*SOURCE PASSAGE:*
>> begin
It will be noted that this section is mandatory; it does not merely provide a special remedy for the eviction of Africans unlawfully residing or remaining on a farm but it also imposes a duty on the occupier of the farm to report the fact to a magistrate. Moreover this duty cannot be dissociated from the duty imposed on an occupier by section 7 (a) of the Resident Labourers Ordinance, which is not to allow any African to reside or remain on a farm in contravention of the provisions of the Ordinance. A failure to perform either duty would be punishable on conviction with the general penalty prescribed by section 28 of the Ordinance. It seems to us that when an enactment prescribes a specific remedy for a particular mischief and imposes at the same time a duty on any person to exercise that remedy, that person is debarred from exercising, for the purpose of removing that mischief, any other remedy which might otherwise have been open to him. In such a case the remedy given by the enactment becomes an exclusive one, and so we think that it was the clear intention of the legislature in enacting section 18 to give an exclusive remedy and provide a special procedure for the eviction of Africans residing or remaining on farm land in contravention of the Ordinance. That being so, in our view anybody resorting to another means in order to evict Africans from a farm is doing something which is unlawful. Since the appellant in the present case clearly set fire to the huts in order to secure the eviction of the Africans occupying them, his act of burning was in furtherance of an unlawful purpose and therefore unlawful.

We are consequently of the opinion that the learned Judge correctly directed the jury in the passage which we have already quoted. The appeal against conviction is accordingly dismissed.

As regards sentence, we have given leave to the appellant to appeal against his sentence. It is well settled that this Court will not interfere with the sentence passed by a trial court unless it is manifestly excessive or unless in assessing the sentence the court has acted on irrelevant considerations or has taken into consideration matters which it ought not to have considered. At first sight a fine of £200 with a sentence of six months' imprisonment in default of payment of the fine, though in itself severe, does not appear excessive for two offences of arsonbut, as the learned trial Judge correctly pointed out, the appellant cannot be regarded as an ordinary criminal or incendiarist. On the contrary, he is a man of good character and, as far as can be judged, a good employer, having the welfare of his employees at heart. It is in evidence that when his two employees were fined by the magistrate he intervened on their behalf and obtained permission for them to remain on the land until they had reaped their crops; and when eventually he burnt their huts he took care to remove all their belongings from them and there is no suggestion that they suffered any material loss from his action. What influenced the learned Judge a great deal, however, was the fact that the huts were not the property of the appellant. With respect, we think that this fact should not have been considered against the appellant. As we have already pointed out, he had the permission of the owner of the huts, Mr. Iverson, to burn them and therefore it was quite immaterial for the purpose of sentence that the huts did not belong to him. We think that in all the circumstances of this case the sentences were excessive, and we reduce them on each count to a fine of Sh. 200 and one month in default of payment. If the fines imposed by the trial court have been paid, the difference of Sh. 3,600 must be refunded to the appellant.
>> end
*DATA TO USE:*
>> begin
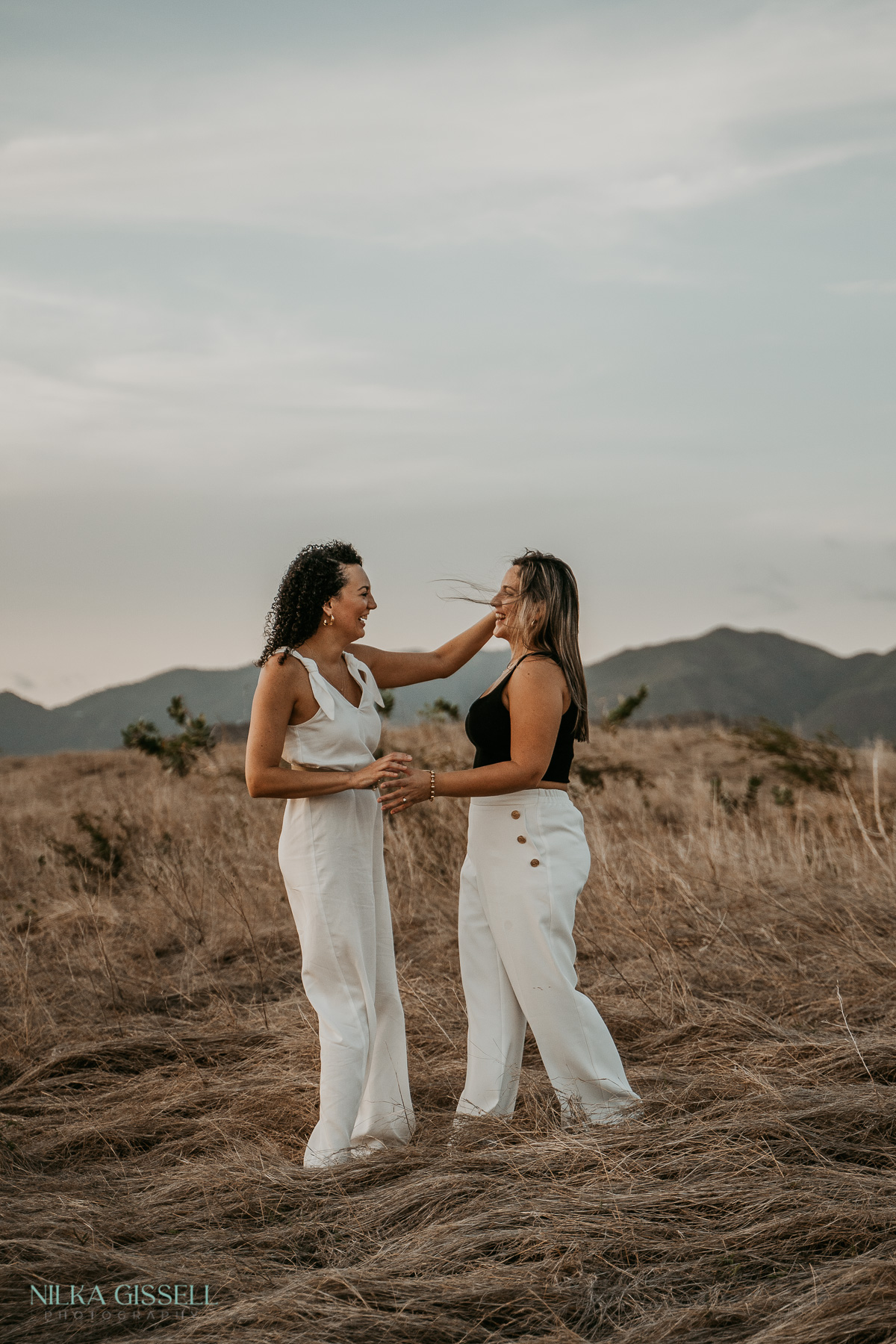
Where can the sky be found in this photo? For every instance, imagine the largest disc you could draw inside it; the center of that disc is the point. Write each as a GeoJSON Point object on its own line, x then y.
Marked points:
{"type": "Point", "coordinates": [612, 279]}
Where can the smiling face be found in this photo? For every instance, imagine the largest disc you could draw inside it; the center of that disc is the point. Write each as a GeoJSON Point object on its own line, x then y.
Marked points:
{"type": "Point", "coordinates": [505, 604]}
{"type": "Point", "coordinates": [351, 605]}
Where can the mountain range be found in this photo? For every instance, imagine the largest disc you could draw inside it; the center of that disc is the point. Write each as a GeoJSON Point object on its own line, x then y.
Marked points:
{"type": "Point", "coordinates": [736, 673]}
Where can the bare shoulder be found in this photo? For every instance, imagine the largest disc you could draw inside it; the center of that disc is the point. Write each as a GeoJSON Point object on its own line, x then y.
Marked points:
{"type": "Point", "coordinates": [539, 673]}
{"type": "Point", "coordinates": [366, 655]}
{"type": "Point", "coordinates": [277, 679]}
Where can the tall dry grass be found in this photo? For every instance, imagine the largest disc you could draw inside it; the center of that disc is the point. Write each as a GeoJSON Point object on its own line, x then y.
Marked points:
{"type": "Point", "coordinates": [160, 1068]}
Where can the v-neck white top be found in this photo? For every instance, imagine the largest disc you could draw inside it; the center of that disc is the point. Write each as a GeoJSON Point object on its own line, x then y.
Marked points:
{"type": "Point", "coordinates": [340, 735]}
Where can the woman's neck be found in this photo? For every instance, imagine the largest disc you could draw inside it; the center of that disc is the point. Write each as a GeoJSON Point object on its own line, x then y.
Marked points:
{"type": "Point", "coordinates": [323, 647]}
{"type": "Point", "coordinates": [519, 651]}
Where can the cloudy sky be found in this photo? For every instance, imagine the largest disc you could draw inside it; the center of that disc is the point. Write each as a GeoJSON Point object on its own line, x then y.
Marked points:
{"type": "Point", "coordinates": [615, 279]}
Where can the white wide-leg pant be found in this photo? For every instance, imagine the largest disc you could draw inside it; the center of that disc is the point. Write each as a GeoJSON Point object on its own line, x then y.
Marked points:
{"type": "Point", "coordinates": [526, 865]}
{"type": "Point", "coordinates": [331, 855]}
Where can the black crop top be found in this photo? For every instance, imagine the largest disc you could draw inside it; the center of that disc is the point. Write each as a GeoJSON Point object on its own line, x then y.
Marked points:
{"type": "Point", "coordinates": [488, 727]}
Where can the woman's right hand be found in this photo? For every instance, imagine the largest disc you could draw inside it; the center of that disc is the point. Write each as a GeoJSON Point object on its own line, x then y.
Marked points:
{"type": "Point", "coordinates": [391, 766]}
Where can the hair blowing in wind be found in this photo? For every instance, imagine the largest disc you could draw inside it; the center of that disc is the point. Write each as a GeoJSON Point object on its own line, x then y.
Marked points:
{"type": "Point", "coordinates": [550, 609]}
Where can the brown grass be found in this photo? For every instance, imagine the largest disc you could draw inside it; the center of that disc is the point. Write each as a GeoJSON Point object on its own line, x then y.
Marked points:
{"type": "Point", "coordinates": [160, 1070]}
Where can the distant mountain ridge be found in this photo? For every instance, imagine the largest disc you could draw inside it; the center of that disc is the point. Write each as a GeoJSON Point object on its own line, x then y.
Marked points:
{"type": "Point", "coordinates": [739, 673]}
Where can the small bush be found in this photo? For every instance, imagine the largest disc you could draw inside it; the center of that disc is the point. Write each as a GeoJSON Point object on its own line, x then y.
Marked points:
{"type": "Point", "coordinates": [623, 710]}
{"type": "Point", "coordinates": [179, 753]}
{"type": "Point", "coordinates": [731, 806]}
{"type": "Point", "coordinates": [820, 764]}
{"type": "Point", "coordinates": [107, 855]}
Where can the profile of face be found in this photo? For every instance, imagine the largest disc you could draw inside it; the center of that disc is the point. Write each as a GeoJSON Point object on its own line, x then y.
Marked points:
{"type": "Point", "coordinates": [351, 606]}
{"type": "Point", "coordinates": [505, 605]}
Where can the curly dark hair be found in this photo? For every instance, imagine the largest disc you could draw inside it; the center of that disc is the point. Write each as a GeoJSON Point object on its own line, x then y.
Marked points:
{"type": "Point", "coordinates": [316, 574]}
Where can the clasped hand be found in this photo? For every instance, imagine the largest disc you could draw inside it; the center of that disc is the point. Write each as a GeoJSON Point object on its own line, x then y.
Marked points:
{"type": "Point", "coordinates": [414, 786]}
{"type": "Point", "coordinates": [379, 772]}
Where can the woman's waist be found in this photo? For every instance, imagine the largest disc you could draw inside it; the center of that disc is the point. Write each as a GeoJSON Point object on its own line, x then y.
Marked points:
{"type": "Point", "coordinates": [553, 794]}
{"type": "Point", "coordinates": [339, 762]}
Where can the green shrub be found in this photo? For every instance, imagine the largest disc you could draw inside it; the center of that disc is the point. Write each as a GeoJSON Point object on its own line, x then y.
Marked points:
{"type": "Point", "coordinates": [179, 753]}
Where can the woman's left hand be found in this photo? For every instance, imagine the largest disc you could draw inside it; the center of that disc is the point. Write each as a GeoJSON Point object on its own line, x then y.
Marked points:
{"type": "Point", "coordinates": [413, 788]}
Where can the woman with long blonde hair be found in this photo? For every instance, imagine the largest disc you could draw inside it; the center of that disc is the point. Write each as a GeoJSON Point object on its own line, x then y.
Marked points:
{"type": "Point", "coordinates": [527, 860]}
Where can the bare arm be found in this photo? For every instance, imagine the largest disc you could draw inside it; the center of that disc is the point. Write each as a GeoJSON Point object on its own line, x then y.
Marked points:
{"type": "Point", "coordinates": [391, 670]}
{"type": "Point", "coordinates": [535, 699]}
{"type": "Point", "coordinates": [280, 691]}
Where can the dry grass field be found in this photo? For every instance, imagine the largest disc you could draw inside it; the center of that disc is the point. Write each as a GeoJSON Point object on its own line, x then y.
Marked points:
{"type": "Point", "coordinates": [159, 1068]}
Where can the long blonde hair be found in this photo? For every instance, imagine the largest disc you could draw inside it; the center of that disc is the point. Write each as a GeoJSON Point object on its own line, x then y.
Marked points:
>> end
*WRITTEN TASKS:*
A - Output the judgment passage verbatim from "We are consequently" up to and including "is accordingly dismissed.".
B - Find each line of the records that contains the string "bare" and copy those lines.
The judgment passage and the records bear no relation to one another.

*RESPONSES BY TASK:*
A -
We are consequently of the opinion that the learned Judge correctly directed the jury in the passage which we have already quoted. The appeal against conviction is accordingly dismissed.

B -
Where can the bare shoulder be found in this photo? For every instance, imagine the largest disc you could draw inside it; the center of that disc is the point. Write each as a GeoJSON Point object on its own line, x then y.
Where can the bare arm be found in this photo? For every instance, imagine the largest disc you could draw inside it; the center of that disc is the point. Write each as a GeoJSON Point object on its own line, x then y.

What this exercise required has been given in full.